Activity:
Please give every record below again exactly, and keep the pictures out.

[Opening Records supplied section]

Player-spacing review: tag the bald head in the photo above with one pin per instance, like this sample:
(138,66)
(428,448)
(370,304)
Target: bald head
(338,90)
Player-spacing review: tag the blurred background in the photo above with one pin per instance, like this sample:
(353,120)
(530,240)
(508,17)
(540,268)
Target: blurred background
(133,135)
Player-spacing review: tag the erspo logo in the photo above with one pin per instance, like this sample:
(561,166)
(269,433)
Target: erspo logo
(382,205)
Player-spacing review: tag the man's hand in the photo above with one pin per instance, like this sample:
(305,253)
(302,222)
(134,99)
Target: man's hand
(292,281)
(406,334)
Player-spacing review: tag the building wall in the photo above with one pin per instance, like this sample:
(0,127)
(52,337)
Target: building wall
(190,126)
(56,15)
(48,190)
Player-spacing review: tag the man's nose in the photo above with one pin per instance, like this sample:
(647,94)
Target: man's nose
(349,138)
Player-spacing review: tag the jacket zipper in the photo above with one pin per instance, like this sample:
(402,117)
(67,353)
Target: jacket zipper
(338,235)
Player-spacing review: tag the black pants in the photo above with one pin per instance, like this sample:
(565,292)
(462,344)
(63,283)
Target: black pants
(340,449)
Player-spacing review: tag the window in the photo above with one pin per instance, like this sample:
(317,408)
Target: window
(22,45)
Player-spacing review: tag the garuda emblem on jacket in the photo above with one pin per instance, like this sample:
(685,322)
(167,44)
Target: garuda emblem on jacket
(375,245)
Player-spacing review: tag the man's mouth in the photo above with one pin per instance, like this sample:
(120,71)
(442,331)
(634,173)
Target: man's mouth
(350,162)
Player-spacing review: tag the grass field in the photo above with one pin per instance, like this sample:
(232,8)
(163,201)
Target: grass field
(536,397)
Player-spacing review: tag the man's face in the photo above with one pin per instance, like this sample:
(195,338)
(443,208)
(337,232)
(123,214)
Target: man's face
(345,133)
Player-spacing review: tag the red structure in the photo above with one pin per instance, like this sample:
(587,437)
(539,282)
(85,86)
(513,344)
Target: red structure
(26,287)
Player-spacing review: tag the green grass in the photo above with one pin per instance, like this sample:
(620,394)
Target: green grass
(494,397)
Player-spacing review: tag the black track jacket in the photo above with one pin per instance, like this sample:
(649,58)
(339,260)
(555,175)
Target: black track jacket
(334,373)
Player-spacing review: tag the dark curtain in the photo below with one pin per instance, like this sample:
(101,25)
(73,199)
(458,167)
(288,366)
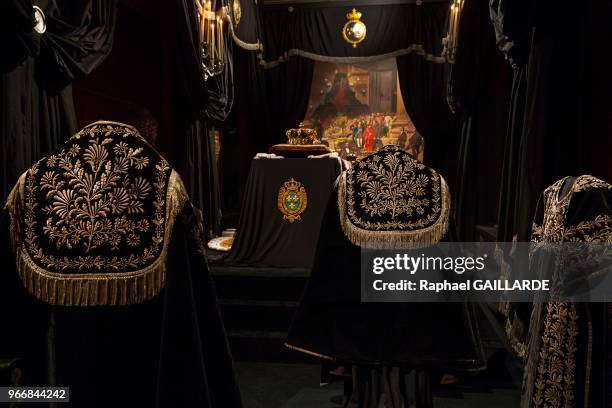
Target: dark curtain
(390,28)
(270,102)
(36,105)
(565,125)
(478,88)
(288,91)
(422,86)
(200,107)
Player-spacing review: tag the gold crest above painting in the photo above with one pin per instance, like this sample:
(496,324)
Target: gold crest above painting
(292,200)
(354,31)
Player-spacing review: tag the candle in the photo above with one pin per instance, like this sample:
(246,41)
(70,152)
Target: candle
(221,47)
(212,28)
(219,38)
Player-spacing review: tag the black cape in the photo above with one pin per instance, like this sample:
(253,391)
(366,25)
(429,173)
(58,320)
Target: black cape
(157,341)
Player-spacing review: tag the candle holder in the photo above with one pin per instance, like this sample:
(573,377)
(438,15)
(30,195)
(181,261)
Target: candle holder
(212,42)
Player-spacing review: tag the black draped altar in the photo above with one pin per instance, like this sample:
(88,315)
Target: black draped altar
(104,261)
(566,345)
(265,237)
(558,119)
(392,345)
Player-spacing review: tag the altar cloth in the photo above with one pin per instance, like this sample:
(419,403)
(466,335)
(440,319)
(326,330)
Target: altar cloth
(280,218)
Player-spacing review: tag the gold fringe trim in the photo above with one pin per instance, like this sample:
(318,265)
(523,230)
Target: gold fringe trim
(99,289)
(394,239)
(311,353)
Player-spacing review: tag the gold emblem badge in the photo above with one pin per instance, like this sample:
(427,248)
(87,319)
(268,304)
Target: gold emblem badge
(292,200)
(354,31)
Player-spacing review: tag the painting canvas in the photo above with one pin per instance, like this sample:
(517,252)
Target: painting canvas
(358,108)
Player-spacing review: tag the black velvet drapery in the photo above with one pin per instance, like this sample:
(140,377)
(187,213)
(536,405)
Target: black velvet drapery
(314,32)
(478,89)
(36,106)
(559,118)
(275,86)
(422,86)
(270,102)
(200,107)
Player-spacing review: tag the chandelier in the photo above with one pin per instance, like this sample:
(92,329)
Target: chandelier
(212,42)
(450,41)
(354,31)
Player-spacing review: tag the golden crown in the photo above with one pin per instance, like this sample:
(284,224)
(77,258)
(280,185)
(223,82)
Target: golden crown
(354,15)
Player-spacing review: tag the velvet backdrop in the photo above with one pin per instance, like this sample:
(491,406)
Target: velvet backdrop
(275,85)
(200,107)
(564,87)
(422,86)
(36,106)
(478,91)
(270,101)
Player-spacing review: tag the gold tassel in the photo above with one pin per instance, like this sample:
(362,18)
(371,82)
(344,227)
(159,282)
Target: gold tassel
(394,239)
(105,289)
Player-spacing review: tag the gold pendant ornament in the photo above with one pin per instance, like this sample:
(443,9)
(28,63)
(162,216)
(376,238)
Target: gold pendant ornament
(236,11)
(292,200)
(354,31)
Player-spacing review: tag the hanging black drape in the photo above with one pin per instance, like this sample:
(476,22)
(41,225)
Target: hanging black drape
(200,107)
(36,106)
(478,89)
(562,125)
(275,86)
(315,32)
(422,86)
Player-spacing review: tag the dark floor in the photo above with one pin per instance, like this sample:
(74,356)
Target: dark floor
(276,385)
(257,305)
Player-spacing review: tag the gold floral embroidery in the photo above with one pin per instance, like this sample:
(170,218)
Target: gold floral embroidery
(81,206)
(88,204)
(389,199)
(554,385)
(391,187)
(554,381)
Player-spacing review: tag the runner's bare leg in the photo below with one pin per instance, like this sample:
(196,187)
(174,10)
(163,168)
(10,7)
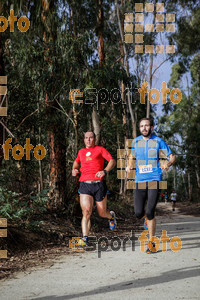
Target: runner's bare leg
(86,202)
(102,208)
(151,227)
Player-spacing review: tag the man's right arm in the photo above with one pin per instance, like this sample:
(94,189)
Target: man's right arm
(129,167)
(75,168)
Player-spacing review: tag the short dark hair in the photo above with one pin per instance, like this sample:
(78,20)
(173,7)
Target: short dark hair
(147,119)
(90,131)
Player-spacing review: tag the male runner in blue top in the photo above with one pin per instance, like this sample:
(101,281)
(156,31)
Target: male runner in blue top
(147,149)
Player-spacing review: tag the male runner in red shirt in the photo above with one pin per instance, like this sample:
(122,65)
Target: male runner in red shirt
(92,184)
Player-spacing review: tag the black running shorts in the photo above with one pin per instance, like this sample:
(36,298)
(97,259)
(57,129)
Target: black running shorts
(142,196)
(97,190)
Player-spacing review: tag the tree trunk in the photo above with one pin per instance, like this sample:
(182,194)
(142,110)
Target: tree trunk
(150,70)
(2,73)
(189,188)
(57,165)
(100,27)
(96,125)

[Closing Records supplied section]

Solution for this problem:
Player-spacing review: tag the bald head in the photo above with one pin per instance, like this sample:
(138,66)
(428,448)
(370,304)
Target: bald head
(338,90)
Player-spacing review: tag the blurred background in the photo above with one pin per instance, like this sample:
(353,120)
(530,240)
(508,17)
(540,268)
Target: blurred background
(133,135)
Player-spacing review: tag the erspo logo in the photo above with one pin per instance, like this sample:
(561,166)
(269,433)
Target: erspo logo
(382,205)
Player-spacing review: tag the man's hand in the photo above with one pin per instance, like this sample:
(305,253)
(302,222)
(134,99)
Target: man's hand
(292,281)
(406,334)
Player-spacing review: tag the building wall in the photo above with one pin per instance, like this sample:
(0,127)
(52,337)
Target: building wall
(190,126)
(56,15)
(48,190)
Player-spacing review: tag the man's nose in the photo above with one pin per instance, like this sample:
(647,94)
Target: man's nose
(349,138)
Player-spacing review: tag the jacket zipper in the photo above with one pin per instance, like this sample:
(402,117)
(67,353)
Target: jacket zipper
(338,235)
Player-spacing review: tag the black pants in the photo above with one pin per instance, like this sample:
(565,292)
(462,344)
(63,283)
Target: black pants
(340,449)
Player-spacing review: tag the window in the photo above with one pin per instance, like this sample:
(317,408)
Target: window
(22,45)
Player-spacing review: tag the garuda emblem on jacket in the photo above with one pin per instance, like this sample:
(685,322)
(167,44)
Target: garuda emblem on jacket
(375,245)
Player-spacing review: tag the man's mouth in the photo above with one pin per instance, like this sample:
(120,71)
(442,331)
(634,173)
Target: man's mouth
(350,162)
Player-spacing review: tag the grass field in the photo above with one pin per instance, like this sample:
(232,8)
(163,201)
Target: grass field
(536,397)
Player-spacing review: tag the man's face in the photo above with one pin per instance, like this sample:
(195,338)
(443,208)
(337,232)
(123,214)
Target: man's face
(345,133)
Player-spacing review: tag the red structure in the photo above with one pin per instance, like this sample:
(587,437)
(539,282)
(85,86)
(513,344)
Target: red structure
(26,287)
Player-spacing review: tag the green grass in the photo above with one pin per instance, like this sample:
(620,394)
Target: green grass
(494,397)
Player-spacing review: tag the black track jacket in the photo above with one pin per instance, like this sample:
(649,58)
(339,260)
(555,175)
Target: black track jacket
(334,373)
Player-spacing review: tag the dark curtain in the photo below with one pin per instance, like this sample:
(101,25)
(73,199)
(458,167)
(288,366)
Target: dark curtain
(390,28)
(270,102)
(36,105)
(565,125)
(478,88)
(288,91)
(422,86)
(200,107)
Player-spacing review: tag the gold crest above painting in the photo above with one pin per instance, like this sample:
(496,324)
Target: gold crest above painting
(292,200)
(354,31)
Player-spacing review: tag the candle in the photo above with one pin per instance, like this sample:
(246,41)
(70,152)
Target: candle
(221,47)
(212,28)
(219,38)
Player-spacing review: tag the black cape in the photo above with one pin per instance, like this sample:
(253,391)
(366,25)
(429,173)
(58,320)
Target: black cape
(157,341)
Player-spacing review: tag the candle holder in the photo above with one pin per instance, like this sample:
(573,377)
(438,15)
(30,195)
(181,261)
Target: candle holder
(212,42)
Player-spacing review: tag the black draped altar in the photo above with one pin per instance, like this sample:
(88,315)
Target: black draped altar
(104,261)
(566,345)
(265,237)
(558,119)
(392,345)
Player-spacing review: tag the altar cloth in the photo above with one pin per instance, like this sample:
(419,403)
(466,335)
(440,319)
(326,330)
Target: altar cloth
(280,218)
Player-spacing review: tag the gold fringe trim in the photo above with one pin per instance, like this sample:
(318,265)
(523,230)
Target: gold fringe trim
(99,289)
(394,239)
(311,353)
Player-spacing review: tag the gold emblem badge in the photo above with one pin per instance, like this sample:
(427,248)
(87,319)
(268,304)
Target: gold emblem badge
(292,200)
(354,31)
Player-spacing review: tag the painting canvas in the photo above with one pin per instance, like this sample:
(517,252)
Target: painting canvas
(358,108)
Player-spacing review: tag the black velvet drapery in the photo above with one pin per instance, like this sample:
(140,377)
(187,213)
(536,405)
Target: black velvet drapery
(314,32)
(478,89)
(36,106)
(559,118)
(275,86)
(422,86)
(270,102)
(200,107)
Player-spacing review: tag the chandelier in the photo above with one pin per instance, like this sample:
(92,329)
Target: chandelier
(212,42)
(450,41)
(354,31)
Player-spacing review: tag the golden crown in the photo above with one pin per instance, like this sample:
(284,224)
(77,258)
(280,185)
(223,82)
Target: golden crown
(354,15)
Player-spacing review: tag the velvet backdrop in the photo above with one pin per instance, like this sample:
(491,406)
Target: velvet backdrop
(275,85)
(200,107)
(564,87)
(422,86)
(36,106)
(478,91)
(270,101)
Player-spacing review: tag the gold tassel in the photo above with one pin per instance, like this sample:
(362,18)
(371,82)
(344,227)
(159,282)
Target: gold tassel
(394,239)
(105,289)
Player-spacing review: tag the gold pendant ornament in the photo above with one pin per instance, like this sample:
(443,9)
(28,63)
(162,216)
(376,238)
Target: gold pendant ornament
(236,11)
(292,200)
(354,31)
Player-spacing review: tag the hanging black drape in the photo above with one pin per instance, like this sample:
(476,22)
(41,225)
Target: hanging black drape
(200,107)
(36,106)
(478,89)
(562,125)
(275,86)
(315,32)
(422,86)
Player-spacing review: tag the dark floor in the photo above with one pin per instance, like this sample:
(74,356)
Target: dark floor
(276,385)
(257,305)
Player-spacing review: tag the gold floral embroidery in the photo above with one pin per instance, like this sample:
(170,218)
Target: gold floral embroidery
(81,206)
(88,204)
(389,199)
(554,385)
(391,187)
(554,381)
Player-spacing review: tag the runner's bare leg in the photo below with one pin per instance, like this sample:
(196,187)
(174,10)
(163,168)
(10,7)
Target: runner's bare leg
(86,202)
(102,208)
(151,227)
Player-spacing review: tag the man's right arm in the photo above with one pin per instance, like this sample:
(94,189)
Target: man's right arm
(129,167)
(75,168)
Player-spacing review: tag the short dark hair in the photo above with one pin per instance, like this sample:
(78,20)
(173,7)
Target: short dark hair
(147,119)
(90,131)
Player-spacing review: tag the male runner in blue top in the photo above with one pin per instance, like this sample:
(101,281)
(156,31)
Target: male runner in blue top
(147,149)
Player-spacing review: tag the male runner in red shirt in the photo above with one pin per instance, like this sample:
(122,65)
Target: male runner in red shirt
(92,184)
Player-spacing review: tag the black running shorts in the photo above with one pin per instance, like this sample:
(36,298)
(97,259)
(57,129)
Target: black running shorts
(142,196)
(97,190)
Player-spacing review: tag the tree trunk in the photo above with one pin per instance, like this sample:
(182,194)
(142,110)
Target: tree trunk
(150,70)
(2,73)
(189,188)
(57,165)
(100,27)
(96,125)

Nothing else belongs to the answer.